Slow cinema de Chantal Akerman perturba ao retratar a rotina de três dias de uma mãe solo em um bairro modesto de Bruxelas

Texto por Leonardo Andreiko

Foto: Divulgação

No final de 2022, a tradicional lista de melhores filmes da História da revista britânica Sight & Sound foi publicada e carregou consigo uma surpresa: pela primeira vez, um filme dirigido por uma mulher foi considerado o melhor de todos. É Jeanne Dielman (Jeanne Dielman, 23 quai du Commerce, 1080 Bruxelles, Bélgica/França, 1975), da cineasta Chantal Akerman, que foi exibido nas telas do 12° festival Olhar de Cinema, em Curitiba, neste mês de junho.

Essa é uma obra disruptiva na história do cinema. Com seu olhar feminista, a belga Akerman traz à tela o trabalho doméstico não pago e toda a pressão psicológica que o acompanha ao retratar três dias na vida de Jeanne (Delphine Seyrig), sua protagonista. Assistimos a ela descascando batatas, lavando a louça, se vestindo e despindo, preparando as refeições para si mesma e o filho, Sylvain (Jan Decorte), e por aí vai. A rotina agonizantemente dedicada ao outro de uma mãe solo num bairro modesto de Bruxelas.

slow cinema de Chantal, estética que privilegia a ação sem cortes, a câmera parada e a reflexão sobre a passagem do tempo, não faz do filme uma experiência vazia. Muito pelo contrário. Cada plano tem um propósito, cada detalhe se torna gritante quando encarado por vários minutos em uma tela de cinema. Há um motivo para cada gesto da interpretação de Seyrig, que se mescla à parede do quarto, faz-se sumir em seu pijama. Há uma razão para a ausência de contrastes nos cômodos desta casa, sempre preenchida por uma luz chapada que deve ser apagada sempre que se caminha do banheiro à sala, à cozinha, ao quarto.

• TAREFAS A CUMPRIR
a. De acordo com o texto sobre Jeanne Dielman, em qual festival o filme foi exibido em junho?
b. Resuma em duas frases o texto sobre Jeanne Dielman.
c. Prossiga o texto sobre Jeanne Dielman a partir da última frase apresentada.

• OS DADOS

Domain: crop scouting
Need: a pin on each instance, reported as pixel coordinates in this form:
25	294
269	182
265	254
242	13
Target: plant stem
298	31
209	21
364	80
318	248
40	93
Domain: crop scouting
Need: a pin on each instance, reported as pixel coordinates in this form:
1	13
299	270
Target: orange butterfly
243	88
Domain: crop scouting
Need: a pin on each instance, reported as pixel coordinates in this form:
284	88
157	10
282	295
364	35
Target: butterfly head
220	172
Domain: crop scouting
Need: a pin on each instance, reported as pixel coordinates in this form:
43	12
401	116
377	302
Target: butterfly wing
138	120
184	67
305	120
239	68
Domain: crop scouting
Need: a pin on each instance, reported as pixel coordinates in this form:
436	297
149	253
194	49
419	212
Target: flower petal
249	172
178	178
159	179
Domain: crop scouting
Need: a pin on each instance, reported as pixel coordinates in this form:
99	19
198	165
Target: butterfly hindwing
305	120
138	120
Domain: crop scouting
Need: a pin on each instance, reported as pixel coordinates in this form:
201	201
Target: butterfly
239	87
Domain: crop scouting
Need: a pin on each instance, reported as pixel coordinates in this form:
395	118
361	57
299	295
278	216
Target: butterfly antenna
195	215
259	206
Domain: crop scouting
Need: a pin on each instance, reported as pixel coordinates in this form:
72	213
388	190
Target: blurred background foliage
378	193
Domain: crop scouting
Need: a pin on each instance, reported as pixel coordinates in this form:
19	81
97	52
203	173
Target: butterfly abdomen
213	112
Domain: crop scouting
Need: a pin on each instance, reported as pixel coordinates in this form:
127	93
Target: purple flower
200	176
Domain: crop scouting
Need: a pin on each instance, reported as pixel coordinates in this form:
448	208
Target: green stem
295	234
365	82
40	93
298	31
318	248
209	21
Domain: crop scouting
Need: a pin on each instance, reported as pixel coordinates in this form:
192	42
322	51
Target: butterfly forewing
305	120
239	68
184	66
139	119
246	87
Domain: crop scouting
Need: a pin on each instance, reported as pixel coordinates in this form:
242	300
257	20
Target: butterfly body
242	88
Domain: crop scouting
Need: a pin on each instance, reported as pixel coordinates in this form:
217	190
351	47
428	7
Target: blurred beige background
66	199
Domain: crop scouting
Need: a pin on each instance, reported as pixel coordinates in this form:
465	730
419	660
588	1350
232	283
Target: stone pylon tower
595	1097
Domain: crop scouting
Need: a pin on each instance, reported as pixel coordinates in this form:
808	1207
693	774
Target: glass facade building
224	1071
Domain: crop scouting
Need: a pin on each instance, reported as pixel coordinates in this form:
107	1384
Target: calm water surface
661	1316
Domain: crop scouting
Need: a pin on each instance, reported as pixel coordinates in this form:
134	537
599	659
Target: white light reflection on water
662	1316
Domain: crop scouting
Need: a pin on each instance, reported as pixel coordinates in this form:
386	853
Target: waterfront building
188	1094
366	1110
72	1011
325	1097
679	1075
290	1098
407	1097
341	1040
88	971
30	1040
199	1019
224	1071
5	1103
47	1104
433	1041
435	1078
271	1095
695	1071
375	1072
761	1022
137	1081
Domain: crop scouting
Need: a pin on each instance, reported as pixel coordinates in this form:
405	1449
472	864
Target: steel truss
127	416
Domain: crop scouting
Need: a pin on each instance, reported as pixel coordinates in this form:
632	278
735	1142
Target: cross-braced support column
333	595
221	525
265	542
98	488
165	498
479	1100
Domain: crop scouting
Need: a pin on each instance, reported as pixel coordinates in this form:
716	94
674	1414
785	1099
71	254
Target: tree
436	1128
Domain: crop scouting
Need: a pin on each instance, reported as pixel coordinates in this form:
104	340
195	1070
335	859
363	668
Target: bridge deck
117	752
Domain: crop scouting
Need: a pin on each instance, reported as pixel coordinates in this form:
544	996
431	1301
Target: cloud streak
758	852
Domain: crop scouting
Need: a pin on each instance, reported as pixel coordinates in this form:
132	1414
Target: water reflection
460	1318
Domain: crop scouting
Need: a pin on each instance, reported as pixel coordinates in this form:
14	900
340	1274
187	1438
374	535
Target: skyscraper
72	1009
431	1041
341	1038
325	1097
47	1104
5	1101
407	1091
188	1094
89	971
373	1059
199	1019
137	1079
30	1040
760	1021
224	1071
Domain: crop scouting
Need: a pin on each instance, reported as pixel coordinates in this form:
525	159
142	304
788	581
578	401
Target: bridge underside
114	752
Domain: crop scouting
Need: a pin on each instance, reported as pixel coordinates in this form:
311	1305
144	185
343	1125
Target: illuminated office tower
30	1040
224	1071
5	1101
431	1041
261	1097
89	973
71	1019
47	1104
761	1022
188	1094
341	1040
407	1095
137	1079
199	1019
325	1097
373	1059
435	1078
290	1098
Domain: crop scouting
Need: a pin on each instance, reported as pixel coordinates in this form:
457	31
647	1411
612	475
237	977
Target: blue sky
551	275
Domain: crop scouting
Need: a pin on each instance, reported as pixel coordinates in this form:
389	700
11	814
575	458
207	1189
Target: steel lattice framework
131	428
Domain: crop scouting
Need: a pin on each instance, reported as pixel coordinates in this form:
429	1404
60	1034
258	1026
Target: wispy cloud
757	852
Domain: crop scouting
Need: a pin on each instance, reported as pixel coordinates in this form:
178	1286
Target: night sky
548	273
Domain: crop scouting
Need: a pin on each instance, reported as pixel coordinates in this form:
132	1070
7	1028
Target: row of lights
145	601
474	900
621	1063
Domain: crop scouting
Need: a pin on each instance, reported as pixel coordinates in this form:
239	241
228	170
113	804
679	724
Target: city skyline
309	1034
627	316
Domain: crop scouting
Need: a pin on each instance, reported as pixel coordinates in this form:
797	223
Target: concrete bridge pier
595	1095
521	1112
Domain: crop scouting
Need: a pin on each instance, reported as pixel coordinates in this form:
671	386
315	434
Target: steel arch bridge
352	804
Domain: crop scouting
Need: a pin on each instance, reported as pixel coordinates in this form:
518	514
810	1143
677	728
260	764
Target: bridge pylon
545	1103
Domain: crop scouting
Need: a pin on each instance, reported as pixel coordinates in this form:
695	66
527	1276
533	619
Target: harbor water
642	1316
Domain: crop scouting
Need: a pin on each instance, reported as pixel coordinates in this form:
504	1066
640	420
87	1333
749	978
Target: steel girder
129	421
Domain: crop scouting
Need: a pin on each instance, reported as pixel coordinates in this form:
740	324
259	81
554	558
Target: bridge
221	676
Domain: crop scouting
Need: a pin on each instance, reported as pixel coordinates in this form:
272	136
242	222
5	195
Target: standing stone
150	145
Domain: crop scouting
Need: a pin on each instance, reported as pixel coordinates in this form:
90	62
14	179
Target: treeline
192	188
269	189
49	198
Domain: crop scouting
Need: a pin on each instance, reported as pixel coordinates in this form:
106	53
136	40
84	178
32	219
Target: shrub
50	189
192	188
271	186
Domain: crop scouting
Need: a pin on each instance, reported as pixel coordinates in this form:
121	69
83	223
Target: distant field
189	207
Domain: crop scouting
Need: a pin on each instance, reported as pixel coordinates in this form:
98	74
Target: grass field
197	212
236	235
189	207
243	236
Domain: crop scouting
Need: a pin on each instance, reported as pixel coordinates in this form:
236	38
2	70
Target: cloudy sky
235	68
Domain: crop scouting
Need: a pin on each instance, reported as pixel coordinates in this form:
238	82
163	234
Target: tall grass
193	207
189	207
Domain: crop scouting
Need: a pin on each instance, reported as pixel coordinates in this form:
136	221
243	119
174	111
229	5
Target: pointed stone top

• SUAS RESPOSTAS
a. No 12° festival Olhar de Cinema, em Curitiba.

b. Jeanne Dielman, de Chantal Akerman, foi eleito o melhor filme da História na lista da revista Sight & Sound publicada no final de 2022, a primeira vez em que um filme dirigido por uma mulher ocupou esse posto. Com olhar feminista e a estética do slow cinema, o filme retrata três dias da rotina doméstica de uma mãe solo em um bairro modesto de Bruxelas, e cada plano tem um propósito.

c.
Ao sentir o tempo despendido por Jeanne, embarcamos em um estado de reflexão constante sobre sua condição consigo mesma, com aqueles com que se relaciona e com o mundo patriarcal da Europa setentista. Neste sentido, um olhar particularmente brasileiro percebe como a arte desse período e local discutia temáticas que tardaram muito a serem introduzidos por aqui.

Ainda assim, o longa-metragem ganha fôlego na história do cinema em sua qualidade universal. O retrato da mulher de baixa renda, com o filho encostado, presa a rituais e rotinas das quais não deseja fazer parte, toca a todos – ou pelo menos deveria. Vê-lo não é uma experiência tranquila e este empacamento é absolutamente essencial à compreensão da obra. Se não aguentamos nem três horas da vida de Jeanne Dielman, uma mulher entre várias a estar presa neste papel, quem dirá uma vida inteira? Chantal Akerman cria um exercício provocativo de alteridade, olhar e reconhecer a diferença, e por isso causa tamanho incômodo.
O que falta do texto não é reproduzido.